TEXT EXCERPT
>> BEGIN

|Figure 1: (above) Trapped near-size particles prevent screen openings from performing further material classification; (below) fine-material buildup or caking prevents the screen openings from performing further material classification.|
Screen blinding occurs when screen-mesh openings are blocked or closed by the material being screened. Near-size particles become trapped or build up on the wires, effectively blocking the screen openings and preventing further material from passing through the screen. Figure 1 (above) shows trapped near-size particles that prevent screen openings from performing further material classification, while Figure 1 (below) shows fine-material buildup or caking, which also impedes further material classification. Common screening problems, these phenomena are easily fixed using screen-cleaning devices. This article reviews the most common methods of screen deblinding.
Bottom-Side Screen-Cleaning Devices
Sliders, ball trays, and sandwich screens are bottom-side devices for cleaning screens.
Sliders. The most common self-cleaning device is the slider. Slider rings are loose devices that slide directly beneath the screen on a slider support surface, which normally consists of a perforated metal plate. The rings are bounced vertically into the screen mesh by the vertical motion of the separator as they travel radially around the screen. The sliders are activated by the motion of the separator without the need for an additional driving force. Sliders are especially good on fine mesh because of their low impact energy and their shearing wiping action, which cleans the screen openings. They can be used in both wet and dry screening applications.
Sliders work by four different methods, depending on the material properties:
1. Vertical separator motion impacts the slider ring on the bottom of the mesh, dislodging trapped near-size particles from the screen-mesh openings. This process effectively cleans the screen and opens the mesh for the next particle to be screened.

>> END

PROBLEMS TO SOLVE
1. In the screen-blinding text, what is the most common self-cleaning device?
2. Reproduce the screen-blinding text word for word, starting with "Bottom-Side Screen-Cleaning Devices" and going on through "dry screening applications.".

MATERIAL
>> BEGIN

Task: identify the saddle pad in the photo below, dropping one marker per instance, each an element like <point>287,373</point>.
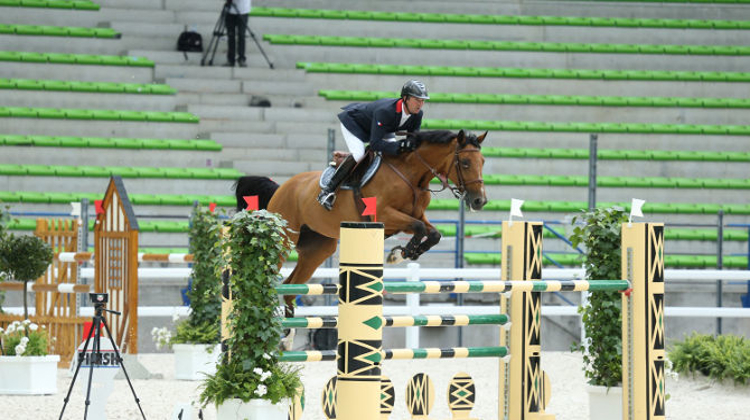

>> END

RESULTS FOR EACH TASK
1. The slider.

2.
Bottom-Side Screen-Cleaning Devices
Sliders, ball trays, and sandwich screens are bottom-side devices for cleaning screens.
Sliders. The most common self-cleaning device is the slider. Slider rings are loose devices that slide directly beneath the screen on a slider support surface, which normally consists of a perforated metal plate. The rings are bounced vertically into the screen mesh by the vertical motion of the separator as they travel radially around the screen. The sliders are activated by the motion of the separator without the need for an additional driving force. Sliders are especially good on fine mesh because of their low impact energy and their shearing wiping action, which cleans the screen openings. They can be used in both wet and dry screening applications.